Evaluation of multivariate statistical methods for analysis and modeling of immunotoxicology data

Abstract

In immunotoxicology, the critical functions of the immune system (host resistance to infection and neoplasia) cannot be measured directly in humans. It is theoretically possible to predict changes in host resistance based on changes in immunological functions known to mediate host resistance. However, quantitative predictive models of this type have not yet been achieved in humans or in animal models. Multivariate statistical methods were developed for analysis and modeling of the effects of several explanatory variables on a dependent variable, and they seem well suited for attempts to predict host resistance changes caused by changes in immunological parameters. However, these methods were developed with the assumption that all variables can be measured for each experimental subject. For a number of reasons, this generally cannot be done in comprehensive immunotoxicology evaluations. In the present study, the suitability of multivariate methods for analysis of variables measured in different experiments was examined, using a limited data set consisting of immunological parameters that could all be measured for each mouse. Analysis was done on the original data set and test data sets produced by randomizing data within dosage groups. This was done to simulate the random pairing of data that would occur if measurements were obtained from different sets of mice in different experiments. Statistical theory indicates that randomization will disrupt the correlation matrices that are central in multivariate analyses. However, the present results demonstrate empirically that for at least one immunotoxicant (dexamethasone), remarkably similar multivariate models were obtained for the original and 109 randomized data sets. In contrast, the randomized data sets produced substantially different multivariate models when data obtained with a different immunotoxicant (cyclosporin A) were analyzed. The major difference between the two data sets was that dexamethasone strongly and dose-responsively suppressed many more parameters than did cyclosporin A. Additional work is needed to determine whether there are consistent criteria that could be used to identify immunotoxicology data sets, which would be amenable to multivariate analysis.

• [Records shown]:
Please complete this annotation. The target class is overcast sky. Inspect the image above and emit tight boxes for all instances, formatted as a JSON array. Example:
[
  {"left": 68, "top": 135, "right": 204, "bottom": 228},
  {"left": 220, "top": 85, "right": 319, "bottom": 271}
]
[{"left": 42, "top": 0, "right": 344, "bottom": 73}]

...

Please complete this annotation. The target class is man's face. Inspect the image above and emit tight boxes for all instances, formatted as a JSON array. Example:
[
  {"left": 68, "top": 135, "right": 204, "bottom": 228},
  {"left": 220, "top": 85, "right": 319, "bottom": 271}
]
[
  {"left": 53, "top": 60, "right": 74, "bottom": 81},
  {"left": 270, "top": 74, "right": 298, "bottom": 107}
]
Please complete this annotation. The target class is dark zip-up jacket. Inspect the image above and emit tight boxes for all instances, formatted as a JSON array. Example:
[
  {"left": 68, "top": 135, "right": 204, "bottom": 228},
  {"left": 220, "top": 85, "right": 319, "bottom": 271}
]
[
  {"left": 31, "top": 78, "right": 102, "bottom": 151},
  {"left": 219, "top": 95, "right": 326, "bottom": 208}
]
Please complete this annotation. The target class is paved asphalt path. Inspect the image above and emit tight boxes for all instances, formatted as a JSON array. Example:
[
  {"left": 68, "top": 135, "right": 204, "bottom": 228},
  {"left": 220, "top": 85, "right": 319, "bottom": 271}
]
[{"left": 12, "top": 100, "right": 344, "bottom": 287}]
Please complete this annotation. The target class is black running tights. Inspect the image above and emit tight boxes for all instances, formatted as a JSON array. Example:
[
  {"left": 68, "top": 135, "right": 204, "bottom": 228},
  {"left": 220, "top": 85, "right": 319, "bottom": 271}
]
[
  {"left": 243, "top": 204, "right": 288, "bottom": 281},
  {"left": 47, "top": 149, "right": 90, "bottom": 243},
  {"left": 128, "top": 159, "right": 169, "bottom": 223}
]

* * *

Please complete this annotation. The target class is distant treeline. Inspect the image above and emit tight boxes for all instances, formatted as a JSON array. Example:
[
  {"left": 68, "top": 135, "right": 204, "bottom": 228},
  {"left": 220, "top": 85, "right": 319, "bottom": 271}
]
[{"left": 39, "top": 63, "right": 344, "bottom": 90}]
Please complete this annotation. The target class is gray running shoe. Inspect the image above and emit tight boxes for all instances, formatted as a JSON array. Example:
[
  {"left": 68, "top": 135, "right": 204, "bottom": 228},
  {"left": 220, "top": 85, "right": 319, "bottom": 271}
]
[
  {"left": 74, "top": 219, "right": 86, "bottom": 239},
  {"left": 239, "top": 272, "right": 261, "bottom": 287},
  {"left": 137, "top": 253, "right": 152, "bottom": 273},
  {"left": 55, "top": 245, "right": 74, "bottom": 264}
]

• [Required work]:
Answer these questions from the immunotoxicology abstract:
(a) Which critical functions of the immune system cannot be measured directly in humans?
(b) For dexamethasone, how many randomized data sets gave models remarkably similar to the original?
(c) What was the major difference between the dexamethasone and cyclosporin A data sets?

• [Task output]:
(a) Host resistance to infection and neoplasia.
(b) 109.
(c) Dexamethasone strongly and dose-responsively suppressed many more parameters than cyclosporin A did.